Thanks to Sabrina for following up with the horn issue. She had some great shots of her Arvada which inspired me to get out and take these shots of Bo's horns yesterday afternoon.I suspect Bo's grandmother, Bramble Cordelia is a poll carrier because she produced a scurred ram lamb when bred to a horned ram. Bo's dam is the twin sister to that scurred ram. Bo's sire, Windswept Boggart, had a magnificent set of horns. Bo is a very sweet-natured Shetland ram so far and no problem to keep. He carries modified genetics, so I was hoping I might be able to use him somehow.
And here are the two goslings that made it through the hatch yesterday afternoon. They hatched within 30 minutes of each other. The third gosling was weak and didn't manage to get into the air space. Darn!
I think I will keep these two homegrown goslings to go along with the Shetland goslings that hopefully will come from Holderread's next week.
Hatching is hard work and these two were tired!
Here's a shot showing our neighbor's pig pen right next to our pasture. It's amazing how fast those piglets are growing! That's our BFL ewe, Lanora and her ram lamb, Doulan in the shot.

- [Dataset extract]

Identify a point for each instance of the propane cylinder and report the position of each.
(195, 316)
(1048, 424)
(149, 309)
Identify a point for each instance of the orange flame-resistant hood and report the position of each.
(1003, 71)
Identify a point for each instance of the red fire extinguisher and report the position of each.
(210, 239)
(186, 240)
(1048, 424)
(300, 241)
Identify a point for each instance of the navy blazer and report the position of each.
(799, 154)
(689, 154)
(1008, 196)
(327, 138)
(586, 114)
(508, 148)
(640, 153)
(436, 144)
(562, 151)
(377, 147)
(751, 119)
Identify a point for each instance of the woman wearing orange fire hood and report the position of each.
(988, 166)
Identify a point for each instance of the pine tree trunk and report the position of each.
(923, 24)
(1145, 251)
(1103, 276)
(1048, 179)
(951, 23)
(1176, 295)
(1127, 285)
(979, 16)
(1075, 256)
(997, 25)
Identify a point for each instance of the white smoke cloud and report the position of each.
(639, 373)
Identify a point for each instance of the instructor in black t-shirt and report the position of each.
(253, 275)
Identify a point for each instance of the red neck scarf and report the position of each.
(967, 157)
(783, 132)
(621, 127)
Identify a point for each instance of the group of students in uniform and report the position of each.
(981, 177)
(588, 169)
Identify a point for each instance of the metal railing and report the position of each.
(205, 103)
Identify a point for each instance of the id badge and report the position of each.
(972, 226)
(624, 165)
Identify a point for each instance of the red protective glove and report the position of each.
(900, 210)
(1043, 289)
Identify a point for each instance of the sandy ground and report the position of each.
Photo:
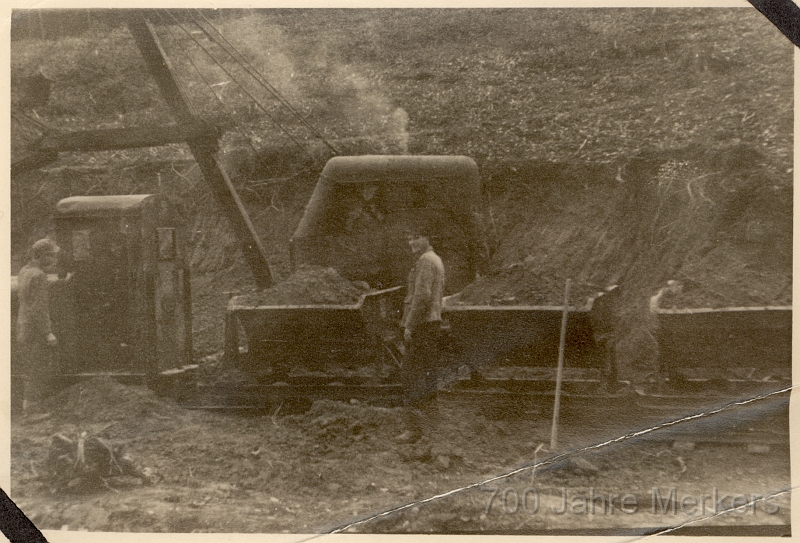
(338, 467)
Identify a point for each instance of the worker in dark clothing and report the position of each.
(422, 324)
(34, 331)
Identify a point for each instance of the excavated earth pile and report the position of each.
(309, 285)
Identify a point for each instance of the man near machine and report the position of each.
(422, 323)
(35, 337)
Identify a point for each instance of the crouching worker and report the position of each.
(34, 332)
(422, 324)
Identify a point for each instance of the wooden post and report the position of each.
(560, 370)
(203, 150)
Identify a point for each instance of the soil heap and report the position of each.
(309, 285)
(518, 285)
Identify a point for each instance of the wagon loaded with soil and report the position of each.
(332, 329)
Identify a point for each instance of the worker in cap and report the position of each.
(35, 336)
(422, 325)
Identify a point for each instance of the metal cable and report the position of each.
(260, 106)
(247, 65)
(206, 82)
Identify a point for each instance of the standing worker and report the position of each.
(34, 332)
(422, 325)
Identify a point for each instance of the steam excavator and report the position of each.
(130, 297)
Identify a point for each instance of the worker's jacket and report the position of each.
(33, 319)
(423, 301)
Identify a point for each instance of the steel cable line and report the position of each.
(225, 108)
(228, 73)
(253, 71)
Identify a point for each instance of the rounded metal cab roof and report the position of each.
(458, 174)
(354, 169)
(102, 206)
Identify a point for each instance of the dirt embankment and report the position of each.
(309, 285)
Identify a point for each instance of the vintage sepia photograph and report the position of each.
(518, 271)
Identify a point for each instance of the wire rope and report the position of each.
(225, 108)
(233, 78)
(258, 76)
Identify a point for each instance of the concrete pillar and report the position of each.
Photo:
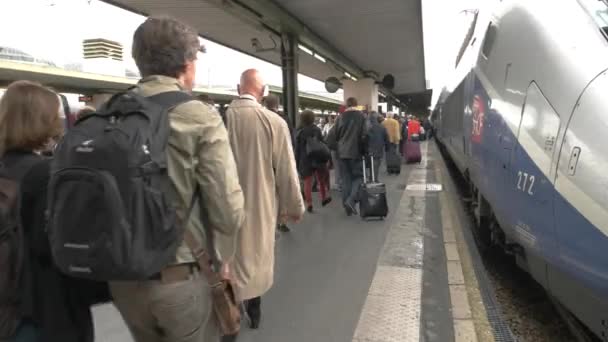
(290, 68)
(98, 99)
(364, 90)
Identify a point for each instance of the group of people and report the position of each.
(250, 165)
(353, 136)
(246, 171)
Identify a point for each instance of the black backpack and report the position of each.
(12, 241)
(317, 150)
(110, 196)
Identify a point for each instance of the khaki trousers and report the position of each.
(174, 312)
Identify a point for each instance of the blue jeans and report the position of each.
(351, 171)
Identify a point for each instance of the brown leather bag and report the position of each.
(225, 306)
(224, 303)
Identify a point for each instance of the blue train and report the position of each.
(525, 120)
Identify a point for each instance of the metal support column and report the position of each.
(289, 65)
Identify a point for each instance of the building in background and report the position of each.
(103, 56)
(12, 54)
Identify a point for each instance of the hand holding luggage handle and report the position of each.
(371, 158)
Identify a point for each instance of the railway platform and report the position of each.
(410, 277)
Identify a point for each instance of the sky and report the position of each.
(54, 30)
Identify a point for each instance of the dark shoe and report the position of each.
(229, 338)
(351, 208)
(348, 209)
(254, 312)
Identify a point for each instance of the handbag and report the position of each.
(317, 150)
(223, 298)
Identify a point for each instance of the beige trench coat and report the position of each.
(266, 166)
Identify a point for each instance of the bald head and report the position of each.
(252, 84)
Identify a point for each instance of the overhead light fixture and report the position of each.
(305, 49)
(321, 58)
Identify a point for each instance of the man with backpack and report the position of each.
(351, 141)
(151, 191)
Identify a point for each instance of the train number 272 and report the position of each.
(525, 182)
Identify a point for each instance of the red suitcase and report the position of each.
(412, 152)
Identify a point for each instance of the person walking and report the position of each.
(308, 166)
(267, 172)
(175, 305)
(43, 305)
(350, 136)
(378, 142)
(271, 102)
(393, 129)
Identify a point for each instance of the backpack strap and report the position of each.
(171, 99)
(200, 253)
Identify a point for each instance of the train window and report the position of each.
(488, 43)
(539, 129)
(598, 10)
(468, 37)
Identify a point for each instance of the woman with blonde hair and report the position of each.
(38, 302)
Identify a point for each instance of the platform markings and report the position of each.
(464, 326)
(392, 309)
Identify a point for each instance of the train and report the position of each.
(525, 121)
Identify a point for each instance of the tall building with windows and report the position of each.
(103, 56)
(12, 54)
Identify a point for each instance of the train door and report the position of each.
(531, 177)
(581, 210)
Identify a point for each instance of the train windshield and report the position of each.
(599, 11)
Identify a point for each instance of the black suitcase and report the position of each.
(393, 162)
(372, 196)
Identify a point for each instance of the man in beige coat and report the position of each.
(266, 166)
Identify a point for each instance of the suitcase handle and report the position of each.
(371, 158)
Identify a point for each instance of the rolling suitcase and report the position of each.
(372, 196)
(393, 162)
(412, 152)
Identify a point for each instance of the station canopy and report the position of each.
(338, 38)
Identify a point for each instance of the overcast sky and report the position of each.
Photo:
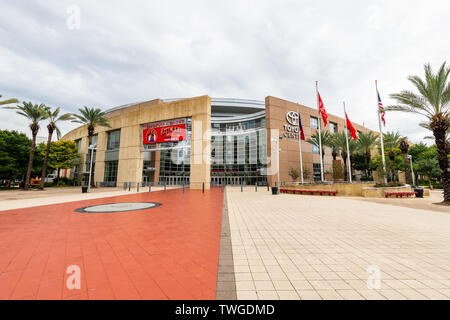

- [What the task asks]
Rewrite the stretch of the farm post from "Here's a shot" through "in the shot.", changing "piglets" to "pigs". Rely only on the farm post for what comes next.

- [Result below]
Here's a shot showing our neighbor's pig pen right next to our pasture. It's amazing how fast those pigs are growing! That's our BFL ewe, Lanora and her ram lamb, Doulan in the shot.